# Document passage
+++
Education to deliver service to humanity is not a theory limited to Ancient Greece. There are men renowned for their high intelligence but also those lesser known who with persistent passion stood behind their conclusions as to what education is not supposed to be. In the following, a discussion ensues on an intellectual of modern times whose educational philosophy has been largely overlooked in modern ages: Gilbert Keith Chesterton (1874-1936).

  1. Life and Work: Selected Facts

Gilbert Keith Chesterton – one of the most unnoticed thinkers of the 20th century, the English biographer, philosopher, writer, poet and literary and art critic has lived in the United Kingdom all his life. He is known never to have gone to college but to art school instead.

 Gilbert K Chesterton

 [Photo: Free Images Online]

Dale Ahlquist has the following relatively unknown life and work details to report on Chesterton in an article in The American Chesterton Society:

In 1900, he was asked to contribute a few magazine articles on art criticism, and went on to become one of the most prolific writers of all time. He wrote a hundred books, contributions to 200 more, hundreds of poems, including the epic Ballad of the White Horse, five plays, five novels, and some two hundred short stories, including a popular series featuring the priest-detective, Father Brown. In spite of his literary accomplishments, he considered himself primarily a journalist. He wrote over 4000 newspaper essays, including 30 years worth of weekly columns for the Illustrated London News, and 13 years of weekly columns for the Daily News. He also edited his own newspaper, G.K.’s Weekly.

Ahlquist also writes about the ease within which Chesterton expressed himself regarding literary and social criticism, history, politics, economics, philosophy, and theology and how this laid-back philosopher “debated many of the celebrated intellectuals of his time: George Bernard Shaw, H.G. Wells, Bertrand Russell, Clarence Darrow.” In an obvious tone of disappointment, Ahlquist adds to say how “the world has immortalized his opponents and forgotten Chesterton,” while, “i]ronically, all of his opponents regarded Chesterton with the greatest affection.” According to Ahlquist’s account, George Bernard Shaw said that “[t]he world is not thankful enough for Chesterton.”

It is long overdue for the world to become thankful for Chesterton’s conceptualization of education, as I argue.

  1. “The Superstition of School”

A significant Chesterton statement resonates the essence of Plutarch’s vision of Academic philosophy, and therefore he is in most appropriate company in this essay:

Education is simply the soul of a society as it passes from one generation to another.

Let us not forget the variety of topics Chesterton has covered in his essays of encyclopedic extent, hence how this particular claim by him is not to understand in isolation but rather in close connection to his sociological as well as political contexts – as in the proposed system to the ‘training of a statesman’ by Plutarch.
+++
# Given data

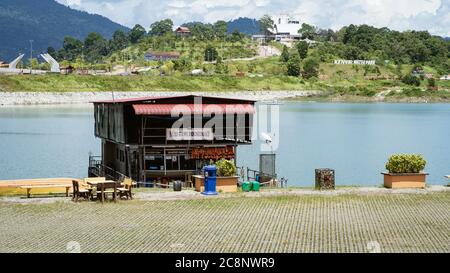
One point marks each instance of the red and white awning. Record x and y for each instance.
+++
# To be done
1. Reproduce the portion of the Chesterton passage that opens with the words "It is long overdue" and closes with "generation to another.".
2. Write the next part of the Chesterton passage, picking up after its final sentence.
The lines above are separate material from the Chesterton passage.

# Final results
1.
It is long overdue for the world to become thankful for Chesterton’s conceptualization of education, as I argue.

  1. “The Superstition of School”

A significant Chesterton statement resonates the essence of Plutarch’s vision of Academic philosophy, and therefore he is in most appropriate company in this essay:

Education is simply the soul of a society as it passes from one generation to another.

2.
In his essay, “The Superstition of School,” Chesterton claims with conviction that “without a gentle contempt for education, no gentleman’s education is complete (Classic Essays).” What he demonstrates, when he writes about “the snags of sociology,” is of critical value:

[O]ne of them is concerned with Education. If you ask me whether I think the populace, especially the poor, should be recognized as citizens who can rule the state, I answer in a voice of thunder, “Yes.” If you ask me whether I think they ought to have education, in the sense of a wide culture and familiarity with the classics of history, I again answer, “Yes.” But there is, in the achievement of this purpose, a sort of snag or recoil that can only be discovered by experience and does not appear in print at all. It is not allowed for on paper, even so much as is the recoil of a gun. Yet it is at this moment an exceedingly practical part of practical politics[.] […]

As if to describe our times, he further analyzes the problematic at hand:

The snag in it is this: that the self-educated think far too much of education. I might add that the half-educated always think everything of education. That is not a fact that appears on the surface of the social plan or ideal; it is the sort of thing that can only be discovered by experience. When I said that I wanted the popular feeling to find political expression, I meant the actual and autochthonous popular feeling as it can be found in third-class carriages and bean-feasts and bank-holiday crowds; and especially, of course (for the earnest social seeker after truth), in public-houses. I thought, and I still think, that these people are right on a vast number of things on which the fashionable leaders are wrong. The snag is that when one of these people begins to “improve himself” it is exactly at that moment that I begin to doubt whether it is an improvement.

How in sync do the Chesterton words flow on and on, when one recalls Plutarch’s concern over the ‘improvement of a character’:

He seems to me to collect with remarkable rapidity a number of superstitions, of which the most blind and benighted is what may be called the Superstition of School. He regards School, not as a normal social institution to be fitted in to other social institutions, like Home and Church and State; but as some sort of entirely supernormal and miraculous moral factory, in which perfect men and women are made by magic. To this idolatry of School he is ready to sacrifice Home and History and Humanity, with all its instincts and possibilities, at a moment’s notice. To this idol he will make any sacrifice, especially human sacrifice. And at the back of the mind, especially of the best men of this sort, there is almost always one of two variants of the same concentrated conception: either “If I had not been to School I should not be the great man I am now,” or else “If I had been to school I should be even greater than I am.” Let none say that I am scoffing at uneducated people; it is not their uneducation [sic] but their education that I scoff at. Let none mistake this for a sneer at the half-educated; what I dislike is the educated half. But I dislike it, not because I dislike education, but because, given the modern philosophy or absence of philosophy, education is turned against itself, destroying that very sense of variety and proportion which [sic] it is the object of education to give.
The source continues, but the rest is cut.